- Required action -
Once the pictures are removed, output the remaining entries exactly as given.

- Data section -
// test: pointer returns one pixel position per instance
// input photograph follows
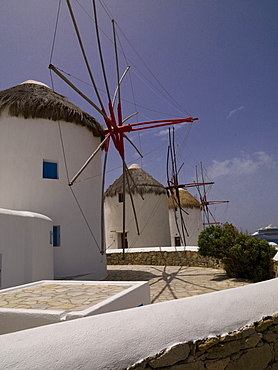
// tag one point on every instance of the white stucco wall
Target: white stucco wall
(24, 144)
(152, 215)
(119, 339)
(193, 222)
(25, 249)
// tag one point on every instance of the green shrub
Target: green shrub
(242, 255)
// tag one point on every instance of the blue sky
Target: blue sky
(216, 60)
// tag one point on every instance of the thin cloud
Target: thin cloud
(162, 132)
(243, 165)
(234, 111)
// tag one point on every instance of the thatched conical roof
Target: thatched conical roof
(139, 182)
(36, 100)
(186, 200)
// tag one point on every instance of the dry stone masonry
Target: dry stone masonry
(251, 348)
(163, 258)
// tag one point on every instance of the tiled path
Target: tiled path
(172, 282)
(58, 296)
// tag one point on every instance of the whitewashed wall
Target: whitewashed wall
(153, 220)
(24, 144)
(193, 222)
(117, 340)
(25, 249)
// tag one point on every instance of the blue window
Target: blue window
(56, 236)
(50, 170)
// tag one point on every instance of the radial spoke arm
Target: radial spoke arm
(88, 161)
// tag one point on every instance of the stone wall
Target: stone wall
(162, 258)
(251, 348)
(168, 258)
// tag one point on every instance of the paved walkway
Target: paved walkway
(65, 297)
(173, 282)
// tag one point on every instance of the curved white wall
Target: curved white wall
(24, 144)
(117, 340)
(25, 249)
(152, 215)
(193, 222)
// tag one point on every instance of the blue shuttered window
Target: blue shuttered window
(50, 170)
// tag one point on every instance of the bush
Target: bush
(242, 256)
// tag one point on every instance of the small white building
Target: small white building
(44, 141)
(151, 211)
(26, 252)
(190, 214)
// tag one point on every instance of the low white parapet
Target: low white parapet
(117, 340)
(154, 249)
(51, 301)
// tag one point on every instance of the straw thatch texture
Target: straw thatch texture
(186, 200)
(31, 100)
(145, 183)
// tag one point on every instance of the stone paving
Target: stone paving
(66, 297)
(173, 282)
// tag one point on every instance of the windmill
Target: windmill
(116, 127)
(208, 217)
(174, 186)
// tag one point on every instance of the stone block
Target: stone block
(232, 336)
(253, 359)
(218, 365)
(171, 356)
(263, 325)
(251, 341)
(224, 350)
(270, 337)
(208, 344)
(246, 332)
(199, 365)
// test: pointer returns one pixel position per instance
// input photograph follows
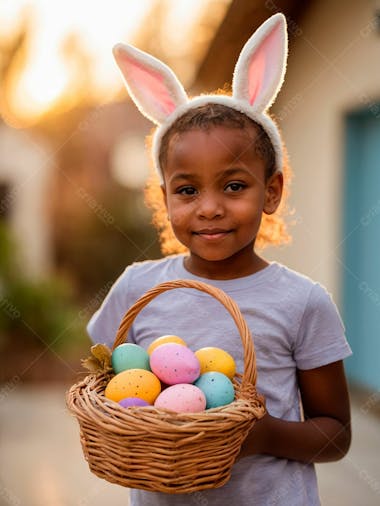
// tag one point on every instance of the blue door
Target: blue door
(361, 248)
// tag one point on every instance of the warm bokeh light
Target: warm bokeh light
(68, 49)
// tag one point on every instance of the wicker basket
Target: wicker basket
(157, 450)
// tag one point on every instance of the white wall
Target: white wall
(25, 165)
(334, 67)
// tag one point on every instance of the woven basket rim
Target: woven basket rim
(249, 375)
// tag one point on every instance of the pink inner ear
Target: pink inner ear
(150, 84)
(262, 67)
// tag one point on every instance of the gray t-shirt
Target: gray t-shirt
(294, 324)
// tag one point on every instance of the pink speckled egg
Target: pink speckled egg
(174, 363)
(182, 398)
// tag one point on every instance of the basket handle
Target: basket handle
(249, 373)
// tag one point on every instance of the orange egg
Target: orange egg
(214, 359)
(163, 340)
(133, 383)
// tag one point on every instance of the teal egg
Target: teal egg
(129, 356)
(217, 387)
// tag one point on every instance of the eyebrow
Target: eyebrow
(226, 173)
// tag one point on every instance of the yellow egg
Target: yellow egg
(216, 360)
(163, 340)
(133, 383)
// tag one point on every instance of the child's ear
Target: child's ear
(273, 192)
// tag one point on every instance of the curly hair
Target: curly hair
(273, 229)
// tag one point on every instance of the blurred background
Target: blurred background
(72, 215)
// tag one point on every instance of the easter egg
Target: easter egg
(163, 340)
(216, 359)
(133, 383)
(182, 398)
(130, 402)
(218, 389)
(129, 356)
(174, 363)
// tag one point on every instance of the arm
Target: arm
(324, 436)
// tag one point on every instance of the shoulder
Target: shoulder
(299, 283)
(141, 276)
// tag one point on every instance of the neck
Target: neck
(229, 268)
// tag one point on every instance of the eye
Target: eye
(234, 187)
(186, 190)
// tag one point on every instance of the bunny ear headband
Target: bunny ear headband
(258, 76)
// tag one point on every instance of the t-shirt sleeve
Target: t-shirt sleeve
(321, 338)
(103, 325)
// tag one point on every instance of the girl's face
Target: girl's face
(215, 193)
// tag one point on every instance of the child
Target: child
(220, 163)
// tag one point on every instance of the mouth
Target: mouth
(212, 233)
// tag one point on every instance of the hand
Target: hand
(255, 442)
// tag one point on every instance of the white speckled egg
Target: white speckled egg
(217, 388)
(182, 398)
(174, 363)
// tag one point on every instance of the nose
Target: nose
(210, 206)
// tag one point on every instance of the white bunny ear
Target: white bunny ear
(260, 69)
(151, 84)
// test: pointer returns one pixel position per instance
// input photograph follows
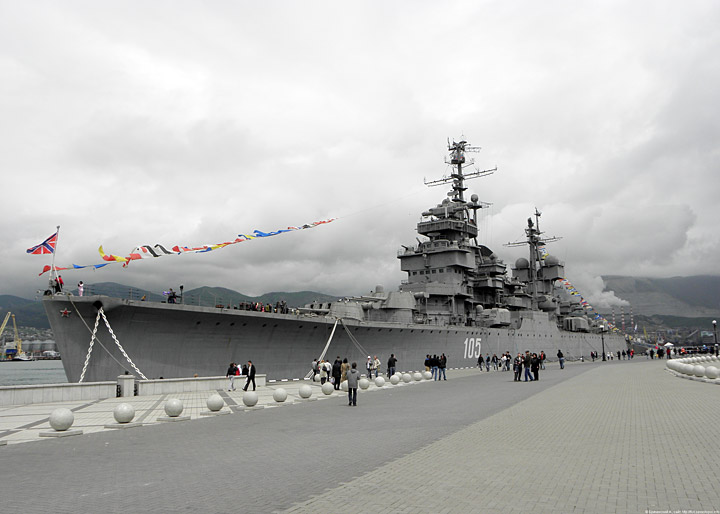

- Response below -
// test: pointer returns one pixel position per instance
// input photograph follows
// tag one point on every instance of the white stucco wall
Target: white stucco wall
(24, 144)
(152, 215)
(119, 339)
(193, 222)
(25, 249)
// tag one point on every instance of the green shrub
Target: green shrub
(242, 255)
// tag one point on every instance of the blue sky
Target: blue sky
(216, 60)
// tag one point on every instance of the thin cloud
Target: thin cloud
(162, 132)
(243, 165)
(234, 111)
// tag one point on every instance of the thatched conical roof
Target: thatched conical roof
(139, 182)
(36, 100)
(186, 200)
// tag one point on every instance of the dry stone masonry
Target: dry stone masonry
(251, 348)
(163, 258)
// tag one point on every instance of the tiled path
Target: tiled path
(172, 282)
(58, 296)
// tag one point on every instance of the whitewashed wall
Target: whitewashed wall
(153, 220)
(24, 144)
(193, 222)
(117, 340)
(25, 249)
// tag one point on every instance of the blue window
Target: blue window
(56, 236)
(50, 170)
// tag one point on every instance of the radial spoke arm
Target: radial spoke arm
(88, 161)
// tag one point on every instance of the stone wall
Target: stone wall
(162, 258)
(251, 348)
(168, 258)
// tag one point on every instance of the paved walkway
Target: paved walkway
(65, 297)
(173, 282)
// tag one point on every instance of the curved white wall
Target: curved white wall
(24, 144)
(117, 340)
(25, 249)
(152, 215)
(193, 222)
// tag one point on every instance of the blue shuttered window
Target: blue shuttered window
(50, 170)
// tag one point on every instance of the bush
Target: bush
(242, 256)
// tag one point on every instance of the small white building
Target: small white building
(44, 141)
(151, 211)
(26, 252)
(190, 214)
// tag one point on every instance of the low white parapet
Target: low white parapet
(117, 340)
(154, 249)
(51, 301)
// tag one point on every instance of the straw thatch texture
Target: straw thatch texture
(186, 200)
(31, 100)
(145, 183)
// tag one point on every instance of the stone paving
Target: stone paving
(66, 297)
(173, 282)
// tag one point on every instance of the windmill
Target: windmill
(116, 127)
(208, 217)
(174, 186)
// tag one point on every instance of the stone block
Target: stone block
(232, 336)
(253, 359)
(218, 365)
(171, 356)
(263, 325)
(251, 341)
(224, 350)
(270, 337)
(208, 344)
(246, 332)
(199, 365)
// test: pointer returns one pixel position per instance
// input photograph follows
// tag one point on every instance of the blue door
Target: blue door
(361, 248)
// tag one point on every instance of the warm bokeh light
Target: warm bokeh light
(68, 49)
// tag one point on every instance of the wicker basket
Target: wicker basket
(157, 450)
// tag one point on every instance of the white wall
Target: white wall
(25, 165)
(334, 67)
// tag one point on every instance of the woven basket rim
Target: woven basket rim
(249, 375)
// tag one point on every instance of the pink inner ear
Target: pink inner ear
(150, 84)
(262, 67)
// tag one point on every instance of the gray t-shirt
Target: gray t-shirt
(294, 324)
// tag one point on every instance of the pink speckled egg
Target: pink speckled egg
(174, 363)
(182, 398)
// tag one point on every instance of the basket handle
Target: basket handle
(249, 373)
// tag one point on every instance of the orange egg
Target: orange egg
(214, 359)
(163, 340)
(133, 383)
// tag one point on every instance of the teal egg
Target: teal egg
(129, 356)
(217, 387)
// tag one point on every instance of the eyebrow
Target: eyebrow
(226, 173)
// tag one point on every instance of the yellow egg
Target: yellow egg
(216, 360)
(163, 340)
(133, 383)
// tag one point on every instance of the child's ear
Target: child's ear
(273, 192)
// tag one point on every instance of the curly hair
Target: curly hair
(273, 229)
// tag one point on every instance of the blurred background
Target: blurred background
(72, 215)
// tag one point on every instance of the easter egg
Target: easter egg
(163, 340)
(216, 359)
(133, 383)
(182, 398)
(130, 402)
(218, 389)
(129, 356)
(174, 363)
// tag one point on every instance of the arm
Target: arm
(324, 436)
// tag one point on every instance of the shoulder
Target: shoulder
(299, 283)
(141, 276)
// tag one point on every instance of the neck
Target: neck
(229, 268)
// tag one point on every instance of the eye
Target: eye
(234, 187)
(186, 190)
// tag one point on every instance of the bunny ear headband
Target: bunny ear headband
(258, 76)
// tag one point on every instance of the t-shirt sleeve
Target: t-shirt sleeve
(321, 338)
(103, 325)
// tag one point on every instance of the girl's face
Target: girl's face
(215, 193)
// tag one point on every instance of the child
Target: child
(220, 163)
// tag one point on every instance of the mouth
Target: mouth
(212, 233)
// tag one point on every instance of the hand
Target: hand
(255, 442)
// tag one point on every instance of the white speckled egg
Target: white speckled egg
(217, 388)
(182, 398)
(174, 363)
// tag one point on every instance of the nose
Target: nose
(210, 206)
// tag one point on every instance of the white bunny ear
Target: white bunny ear
(260, 69)
(151, 84)
// test: pointer returns one pixel position per instance
// input photograph follows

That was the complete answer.